__Quoted text__.
>> Begin

At the state government level, business grants are tied to a specific agency’s goals. They typically serve regional economies and promote specific areas such as clean energy development. For example at Connecticut Innovations, Phyllis Pierce, founder and CEO of My Luck Club, received $25,000 from this state agency for her company. A good starting point is to look at the directory of online economic development agencies by state for specific geographic areas.
Business Plan Competitions
As entrepreneurship becomes popular, there are increasingly more business plan competitions that have big prizes. Many of these are sponsored by universities that want to promote their schools. Jonathan Weber won $10,000 for his application, eDentified, a powerful people search engine, at the Pennsylvania State System of Higher Education (PASSHE) Student Business Plan Competition.
Corporations are also getting involved in small-business competitions with prizes up to $250,000 as a way to support local communities. Quiana Cordé, founding member of Barazzo, won $25,000 at a Miller Lite competition. Many local incubators sponsor contests as well. For example, Pet Cooler Carrier just won the People’s Choice Award in St. Louis at Start Up Connection.
Some countries are giving grants to attract American entrepreneurs. Aljosha Novakovic left the startup world of Palo Alto, California, to run his company, Medko Health from Santiago, Chile. He participated in Start-Up Chile, a program designed to attract startups to Chile, which provided $40,000 in equity-free seed capital for participating companies.
Inside Your Company
There's also “free” cash flow inside every company. The quicker cash is received or the later it's paid out, the higher your end-of-month balances will be.

>> End

__Data rows__.
>> Begin

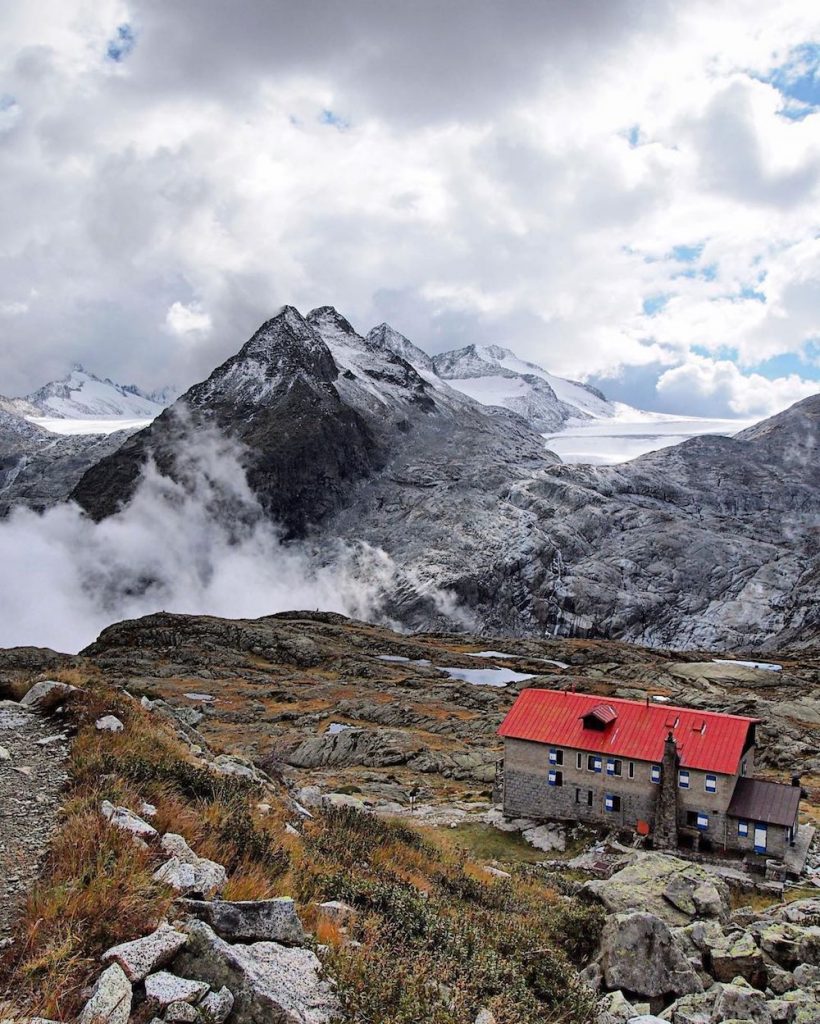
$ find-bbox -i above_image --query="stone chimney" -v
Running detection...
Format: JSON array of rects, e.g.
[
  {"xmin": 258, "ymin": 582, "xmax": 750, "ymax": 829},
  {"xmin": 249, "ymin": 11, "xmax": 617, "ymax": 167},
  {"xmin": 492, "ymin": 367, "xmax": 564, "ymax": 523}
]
[{"xmin": 652, "ymin": 731, "xmax": 680, "ymax": 850}]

>> End

__What you will do__.
1. Reproduce the entries above line for line, leaving out the picture.
2. Finish out the next part of the piece on funding sources for small businesses, picking up after its last sentence.

__Set of answers__.
1.
$ find-bbox -i above_image --query="stone chimney" -v
Running detection...
Format: JSON array of rects, e.g.
[
  {"xmin": 258, "ymin": 582, "xmax": 750, "ymax": 829},
  {"xmin": 249, "ymin": 11, "xmax": 617, "ymax": 167},
  {"xmin": 492, "ymin": 367, "xmax": 564, "ymax": 523}
]
[{"xmin": 652, "ymin": 731, "xmax": 680, "ymax": 850}]

2.
1. Cut payment terms or collect money upfront. Remember, credit is a privilege. Try to get payments in advance or at the time of product delivery. Cut the length of time that accounts receivable is due to the company by at least a week. For example, if the company does an average of $100,000 a month and typically collects payment in 30 days, cutting collection by one week can add $25,000 of cash flow to the company account.
2. Extend accounts payable. Don’t pay late, but negotiate longer terms to pay company bills. For example, if expenses are $50,000 a month and the company typically pays in 28 days, sending payment instead in 35 days will add $12,500 of cash flow to the company account.
3. Cut inventory. The more products that are in inventory for a longer period of time, the more cash they consume from the company. Try to keep inventory levels down and still meet the targeted fill rate. Look at inventory turns, reorder points, and the amount being reordered at any time. For example, if a company typically stocks five items that cost $100 each, if it's able to reduce inventory to four items, that will add $100 of cash flow to the company account.
Where have you found free money inside and outside your business?